■ GIVEN REQUEST 1: From the passage about the record bass, list each fact it gives about Eurasian water milfoil.

In fact, Auburn Lake near Victoria, where Raveling caught his record bass, is infested with Eurasian water milfoil, an exotic plant accidentally introduced into the state 20 years ago. The invasive species, which forms mats of vegetation that crowd out native plants, has spread to about 170 lakes and streams. The DNR and lake associations are trying desperately to prevent its spread.
"We're not trying to be punitive to anglers; we're trying to protect our resources," said Ron Payer, DNR fisheries chief.
When Raveling told DNR officials that he wanted to register his record fish alive, he opened a Pandora's box. DNR officials believe that has never been attempted before. He was first told he must kill the fish. Even after he kept it alive in a tank for a week, and it was certified as a state record fish, DNR officials still were puzzled over what to allow Raveling to do with the fish.
It couldn't be sold, because regulations prevent the sale of game fish.

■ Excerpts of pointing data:
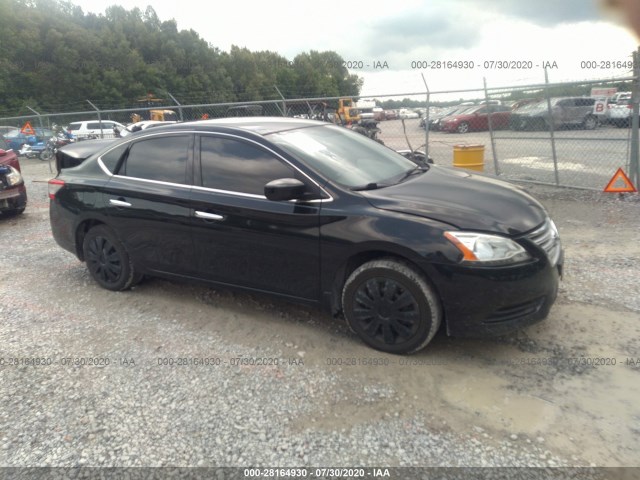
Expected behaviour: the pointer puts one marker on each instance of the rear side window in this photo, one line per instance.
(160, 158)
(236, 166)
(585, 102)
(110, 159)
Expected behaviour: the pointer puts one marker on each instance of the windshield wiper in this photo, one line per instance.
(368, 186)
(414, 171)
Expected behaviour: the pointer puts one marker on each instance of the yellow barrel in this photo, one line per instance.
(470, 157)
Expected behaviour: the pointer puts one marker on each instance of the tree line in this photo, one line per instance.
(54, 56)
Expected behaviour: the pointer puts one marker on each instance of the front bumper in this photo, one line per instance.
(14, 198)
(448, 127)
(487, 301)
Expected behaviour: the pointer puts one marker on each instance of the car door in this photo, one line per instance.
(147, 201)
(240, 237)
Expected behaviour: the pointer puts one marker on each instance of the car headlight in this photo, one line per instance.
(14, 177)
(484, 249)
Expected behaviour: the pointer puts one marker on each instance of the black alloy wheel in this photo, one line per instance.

■ GIVEN REQUEST 2: Echo the rows from the line containing "headlight in this photo, one line per instance." down through the last of the rows, keeping every line unchanged.

■ SOLUTION 1:
- It infests Auburn Lake near Victoria.
- It is an exotic plant that was accidentally introduced into the state 20 years ago.
- It forms mats of vegetation that crowd out native plants.
- It has spread to about 170 lakes and streams.
- The DNR and lake associations are trying desperately to prevent its spread.

■ SOLUTION 2:
Expected behaviour: the pointer puts one marker on each instance of the car headlight in this photo, one line per instance.
(14, 177)
(484, 249)
Expected behaviour: the pointer puts one marker on each instance of the black alloy wheel in this photo, one line per instance.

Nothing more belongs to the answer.